### WHAT YOU SHOULD DO
Copy the records below, switching each "pixel coordinates" to "image coordinates" and keeping everything else the same. Leave the pictures out of your copy.

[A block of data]

********

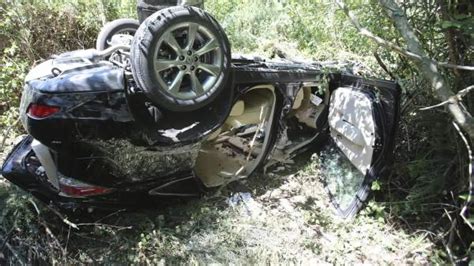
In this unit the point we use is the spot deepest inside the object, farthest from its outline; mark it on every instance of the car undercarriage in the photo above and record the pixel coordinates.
(168, 112)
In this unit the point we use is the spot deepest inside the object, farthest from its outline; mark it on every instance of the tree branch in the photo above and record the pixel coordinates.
(363, 31)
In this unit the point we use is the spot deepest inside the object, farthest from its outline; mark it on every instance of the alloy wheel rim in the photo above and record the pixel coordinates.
(187, 61)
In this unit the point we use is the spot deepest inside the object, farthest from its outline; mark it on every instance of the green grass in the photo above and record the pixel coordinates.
(287, 219)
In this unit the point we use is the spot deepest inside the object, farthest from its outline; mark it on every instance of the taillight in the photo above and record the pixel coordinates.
(42, 111)
(77, 189)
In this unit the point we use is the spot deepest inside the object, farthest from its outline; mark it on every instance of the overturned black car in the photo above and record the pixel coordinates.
(162, 109)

********

### TASK RESULT
In this unit the point we use is the spot deepest inside the object, farthest from its outline; mark it on every instance of the car undercarriage in the photo above and record the image coordinates.
(168, 112)
In this unit the point we use is the spot deepest inside the object, farthest from its outline; mark it on every instance of the tree branch in the photo above and record the image coordinates.
(363, 31)
In this unit the point we use is the spot deepest inside the object, farthest from its outline; mark it on every instance of the alloy wheel rim in the photo above and record the image coordinates.
(187, 61)
In this unit the point we use is the spot deepest inside the object, farthest from its outline; mark it on every instance of the green grass in the photo above and record the image coordinates.
(287, 219)
In this unit the point we use is the spot deepest inside the object, farthest from its outline; mark it on every instance of the taillight in the photo above and record the image coordinates.
(42, 111)
(77, 189)
In this unit the point we use is the spot deepest inside the object, farthest from its outline; mark it on every instance of the overturned black car in the photo above and record the image coordinates.
(162, 109)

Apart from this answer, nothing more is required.